_WRITTEN INSTRUCTION_. How many lines in the records below contain the string "phrase"? Reply with the number alone.

_GIVEN INFORMATION_.
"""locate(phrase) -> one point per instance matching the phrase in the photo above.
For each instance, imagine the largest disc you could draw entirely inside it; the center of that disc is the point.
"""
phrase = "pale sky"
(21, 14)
--
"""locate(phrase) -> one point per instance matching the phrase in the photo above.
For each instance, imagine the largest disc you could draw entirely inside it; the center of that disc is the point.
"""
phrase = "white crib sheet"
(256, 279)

_RIGHT ANSWER_. 4